Copy every line of the material below word for word, changing nothing.

Listing:
○ ○ ○ ○ ○ ○ ○

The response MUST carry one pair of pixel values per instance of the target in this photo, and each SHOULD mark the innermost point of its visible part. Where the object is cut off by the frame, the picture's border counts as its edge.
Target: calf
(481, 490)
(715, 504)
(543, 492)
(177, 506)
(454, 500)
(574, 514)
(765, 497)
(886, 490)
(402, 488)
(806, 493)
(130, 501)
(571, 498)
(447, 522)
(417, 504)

○ ○ ○ ○ ○ ○ ○

Final result:
The response MUST carry one pair of pixel values per instance of the target in this photo, and each SHOULD mark the innermost point of its visible part. Where the object is cut off by the frame, the picture's border counts as its edge.
Target: calf
(481, 490)
(715, 504)
(543, 492)
(177, 506)
(454, 500)
(574, 514)
(765, 497)
(886, 490)
(402, 488)
(806, 493)
(130, 501)
(571, 498)
(447, 522)
(417, 504)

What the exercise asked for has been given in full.